### WORK TO COMPLETE
a - Which colors are named in the map description that opens the article on housing discrimination in Menlo Park and Palo Alto? List every one.
b - Can you carry the article on housing discrimination in Menlo Park and Palo Alto forward from its last paragraph?

### GIVEN TEXT
+ + + + + + +

The CalEnviroScreen 3.0 index identifies the environmental health burdens of communities by census tract. Pink indicates a census tract among the 10% with the greatest environmental health burden; dark green is among the 10% with the least environmental burden. The yellow, orange and pink areas share many of the same top burden factors, some of which are listed above.
By Kate Bradshaw
August 27, 2019
The year was 1957, and two women, one white and one black, set out on an undercover investigation in Menlo Park and Palo Alto.
Their task was to investigate the hypothesis that real estate agents were conspiring to sell homes in certain neighborhoods to white people, and homes in certain other neighborhoods to black people.
They developed a plan that would ultimately prove their hypothesis all too correct: The black woman, who was not named in the study, would approach a real estate agent and express interest in purchasing a home in a predominantly white area. Then the white woman, researcher Elaine Johnson, would follow afterward, saying she was interested in buying a home in East Palo Alto or the Belle Haven neighborhood of Menlo Park, whose population had by then become predominantly black. Johnson would play naive, and record what she heard.
Over the course of 19 interviews the duo conducted (these included meetings with real estate agents in San Mateo, San Carlos, Redwood City and Los Altos as well, where similar interactions were reported), the agents nine times explicitly refused to sell the white researcher an East Palo Alto or Belle Haven home, said the area was not desirable, and stated that it was not desirable because the area had African American people living there.

+ + + + + + +

### PROVIDED MATERIAL

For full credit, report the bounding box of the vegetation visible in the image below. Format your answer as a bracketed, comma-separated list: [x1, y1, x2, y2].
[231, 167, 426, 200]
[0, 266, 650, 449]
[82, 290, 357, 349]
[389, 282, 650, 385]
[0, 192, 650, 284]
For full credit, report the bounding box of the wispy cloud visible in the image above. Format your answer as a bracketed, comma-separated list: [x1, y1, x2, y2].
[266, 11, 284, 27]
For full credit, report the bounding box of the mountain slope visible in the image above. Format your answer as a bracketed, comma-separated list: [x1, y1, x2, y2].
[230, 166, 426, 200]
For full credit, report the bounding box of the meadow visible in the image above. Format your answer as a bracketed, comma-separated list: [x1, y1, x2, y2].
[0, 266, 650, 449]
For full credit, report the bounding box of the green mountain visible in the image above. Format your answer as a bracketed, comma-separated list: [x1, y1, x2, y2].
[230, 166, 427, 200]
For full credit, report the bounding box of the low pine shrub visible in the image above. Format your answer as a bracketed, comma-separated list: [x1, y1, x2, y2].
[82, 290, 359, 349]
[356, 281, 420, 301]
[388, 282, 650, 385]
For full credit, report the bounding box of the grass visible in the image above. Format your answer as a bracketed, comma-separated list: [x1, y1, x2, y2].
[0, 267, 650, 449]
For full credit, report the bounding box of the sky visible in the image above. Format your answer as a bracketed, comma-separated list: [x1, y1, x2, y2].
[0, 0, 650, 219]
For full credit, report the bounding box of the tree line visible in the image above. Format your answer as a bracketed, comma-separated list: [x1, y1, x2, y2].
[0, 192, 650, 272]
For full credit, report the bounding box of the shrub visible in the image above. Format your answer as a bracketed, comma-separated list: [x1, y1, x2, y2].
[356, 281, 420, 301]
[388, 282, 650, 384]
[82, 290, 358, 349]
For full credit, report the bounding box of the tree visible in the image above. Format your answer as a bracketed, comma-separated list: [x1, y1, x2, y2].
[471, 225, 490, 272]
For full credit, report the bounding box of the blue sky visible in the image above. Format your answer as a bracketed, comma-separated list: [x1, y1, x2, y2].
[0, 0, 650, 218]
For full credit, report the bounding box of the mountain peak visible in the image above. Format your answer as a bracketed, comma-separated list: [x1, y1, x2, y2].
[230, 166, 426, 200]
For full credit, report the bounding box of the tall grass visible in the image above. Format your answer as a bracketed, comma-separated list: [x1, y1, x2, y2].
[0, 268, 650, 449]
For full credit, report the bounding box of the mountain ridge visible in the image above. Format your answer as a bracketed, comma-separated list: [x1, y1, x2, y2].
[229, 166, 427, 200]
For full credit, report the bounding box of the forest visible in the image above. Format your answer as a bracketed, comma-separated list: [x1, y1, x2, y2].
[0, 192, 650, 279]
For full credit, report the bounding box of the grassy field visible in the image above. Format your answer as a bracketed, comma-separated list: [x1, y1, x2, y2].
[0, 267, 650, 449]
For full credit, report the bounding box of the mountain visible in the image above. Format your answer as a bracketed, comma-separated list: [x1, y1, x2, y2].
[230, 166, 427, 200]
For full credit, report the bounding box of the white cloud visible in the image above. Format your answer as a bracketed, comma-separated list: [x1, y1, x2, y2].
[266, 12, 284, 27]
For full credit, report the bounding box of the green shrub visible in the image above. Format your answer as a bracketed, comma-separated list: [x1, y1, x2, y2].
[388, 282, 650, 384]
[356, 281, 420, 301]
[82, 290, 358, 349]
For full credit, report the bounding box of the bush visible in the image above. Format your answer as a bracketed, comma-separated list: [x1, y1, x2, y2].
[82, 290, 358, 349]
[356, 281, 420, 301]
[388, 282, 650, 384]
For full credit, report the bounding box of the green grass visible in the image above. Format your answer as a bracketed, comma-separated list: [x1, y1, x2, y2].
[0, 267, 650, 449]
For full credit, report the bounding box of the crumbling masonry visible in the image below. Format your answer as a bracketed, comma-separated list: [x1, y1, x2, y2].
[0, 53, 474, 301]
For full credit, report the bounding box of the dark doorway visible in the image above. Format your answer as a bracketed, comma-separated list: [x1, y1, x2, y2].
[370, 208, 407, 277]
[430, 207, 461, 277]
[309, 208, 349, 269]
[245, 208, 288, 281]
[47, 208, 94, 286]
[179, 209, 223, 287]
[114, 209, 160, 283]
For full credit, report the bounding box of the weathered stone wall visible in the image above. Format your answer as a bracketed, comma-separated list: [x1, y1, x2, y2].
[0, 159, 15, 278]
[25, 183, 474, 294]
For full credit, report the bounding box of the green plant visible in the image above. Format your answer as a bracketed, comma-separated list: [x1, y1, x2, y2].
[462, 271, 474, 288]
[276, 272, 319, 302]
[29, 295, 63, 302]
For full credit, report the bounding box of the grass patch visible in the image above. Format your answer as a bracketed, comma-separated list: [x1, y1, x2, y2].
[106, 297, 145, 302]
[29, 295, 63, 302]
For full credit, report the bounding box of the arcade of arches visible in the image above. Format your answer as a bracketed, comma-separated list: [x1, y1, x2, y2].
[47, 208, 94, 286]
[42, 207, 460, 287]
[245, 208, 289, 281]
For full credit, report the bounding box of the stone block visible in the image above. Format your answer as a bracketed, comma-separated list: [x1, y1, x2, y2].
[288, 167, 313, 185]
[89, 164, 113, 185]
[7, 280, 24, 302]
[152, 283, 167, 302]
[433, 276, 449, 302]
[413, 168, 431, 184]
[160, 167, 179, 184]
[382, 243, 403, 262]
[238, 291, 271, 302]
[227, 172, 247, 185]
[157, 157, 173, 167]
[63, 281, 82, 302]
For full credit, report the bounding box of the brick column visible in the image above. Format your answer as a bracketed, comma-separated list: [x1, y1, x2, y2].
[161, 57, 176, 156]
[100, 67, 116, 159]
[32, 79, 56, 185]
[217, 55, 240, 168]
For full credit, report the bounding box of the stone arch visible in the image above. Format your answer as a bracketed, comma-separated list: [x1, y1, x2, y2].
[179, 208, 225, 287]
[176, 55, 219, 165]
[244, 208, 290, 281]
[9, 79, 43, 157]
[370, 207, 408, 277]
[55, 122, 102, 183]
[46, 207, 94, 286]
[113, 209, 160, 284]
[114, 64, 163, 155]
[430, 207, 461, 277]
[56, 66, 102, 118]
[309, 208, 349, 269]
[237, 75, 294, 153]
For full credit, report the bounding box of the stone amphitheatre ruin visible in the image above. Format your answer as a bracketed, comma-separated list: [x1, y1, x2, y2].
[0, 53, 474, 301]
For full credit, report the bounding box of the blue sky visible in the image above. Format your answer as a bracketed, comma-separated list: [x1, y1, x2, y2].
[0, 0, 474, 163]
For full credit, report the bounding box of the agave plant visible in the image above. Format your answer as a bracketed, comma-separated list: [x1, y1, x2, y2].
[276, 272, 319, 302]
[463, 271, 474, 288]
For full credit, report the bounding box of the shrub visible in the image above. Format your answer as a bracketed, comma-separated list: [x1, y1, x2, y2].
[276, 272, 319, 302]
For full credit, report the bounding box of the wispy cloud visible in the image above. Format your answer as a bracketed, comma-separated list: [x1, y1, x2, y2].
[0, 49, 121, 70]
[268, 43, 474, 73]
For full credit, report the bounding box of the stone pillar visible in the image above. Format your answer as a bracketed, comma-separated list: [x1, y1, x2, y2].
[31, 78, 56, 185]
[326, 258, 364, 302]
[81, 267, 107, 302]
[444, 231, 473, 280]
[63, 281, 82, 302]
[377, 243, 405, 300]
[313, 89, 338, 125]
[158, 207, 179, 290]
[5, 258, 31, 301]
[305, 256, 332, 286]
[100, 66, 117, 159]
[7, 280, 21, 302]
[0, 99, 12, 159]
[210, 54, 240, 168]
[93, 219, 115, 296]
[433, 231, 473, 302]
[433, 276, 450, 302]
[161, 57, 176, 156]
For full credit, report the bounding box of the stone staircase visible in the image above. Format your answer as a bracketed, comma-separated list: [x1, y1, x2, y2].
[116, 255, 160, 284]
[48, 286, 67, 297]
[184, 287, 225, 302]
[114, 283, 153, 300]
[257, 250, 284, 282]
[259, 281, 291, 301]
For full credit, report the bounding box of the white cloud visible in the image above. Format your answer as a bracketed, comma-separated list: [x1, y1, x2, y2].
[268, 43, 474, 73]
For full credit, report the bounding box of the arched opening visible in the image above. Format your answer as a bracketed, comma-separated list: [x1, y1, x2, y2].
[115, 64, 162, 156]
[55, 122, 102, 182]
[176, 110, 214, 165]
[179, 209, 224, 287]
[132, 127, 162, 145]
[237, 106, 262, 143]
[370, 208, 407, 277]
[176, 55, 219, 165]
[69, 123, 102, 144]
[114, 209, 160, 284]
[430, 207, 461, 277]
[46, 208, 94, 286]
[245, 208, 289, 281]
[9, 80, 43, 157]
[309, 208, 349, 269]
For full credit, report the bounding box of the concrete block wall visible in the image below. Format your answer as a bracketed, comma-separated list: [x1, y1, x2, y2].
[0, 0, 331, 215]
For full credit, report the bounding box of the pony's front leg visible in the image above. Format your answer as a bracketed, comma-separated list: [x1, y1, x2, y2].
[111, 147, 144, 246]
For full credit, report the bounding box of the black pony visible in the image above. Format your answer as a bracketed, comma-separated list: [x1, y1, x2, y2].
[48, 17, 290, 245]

+ + + + + + +

### SOLVED TASKS
a - Pink, dark green, yellow, orange

b -
While it’s easy to dismiss this history as a time when laws and attitudes were different, the impacts of these discriminatory actions persist in the health outcomes these neighborhoods experience today.
Research has shown neighborhood racial and ethnic segregation to be associated with adverse impacts on health in areas including cardiovascular risk factors, elevated rates of infectious disease, and premature death. Minorities in segregated communities are also more likely to have limited employment opportunities and lower incomes, as well as to face shortages of safe and affordable housing, all factors that affect health.
San Mateo County Health Officer Dr. Scott Morrow, the county’s top public health official, said the communities of North Fair Oaks, Belle Haven and East Palo Alto tend to light up as red flags on a number of indices when it comes to health problems because of bad health policy – linked with bad housing policy – compounded over generations.
In short, people with the lowest incomes are stuck in the least desirable and most polluted areas, he said. And now, the housing market is stretching those households to their breaking points.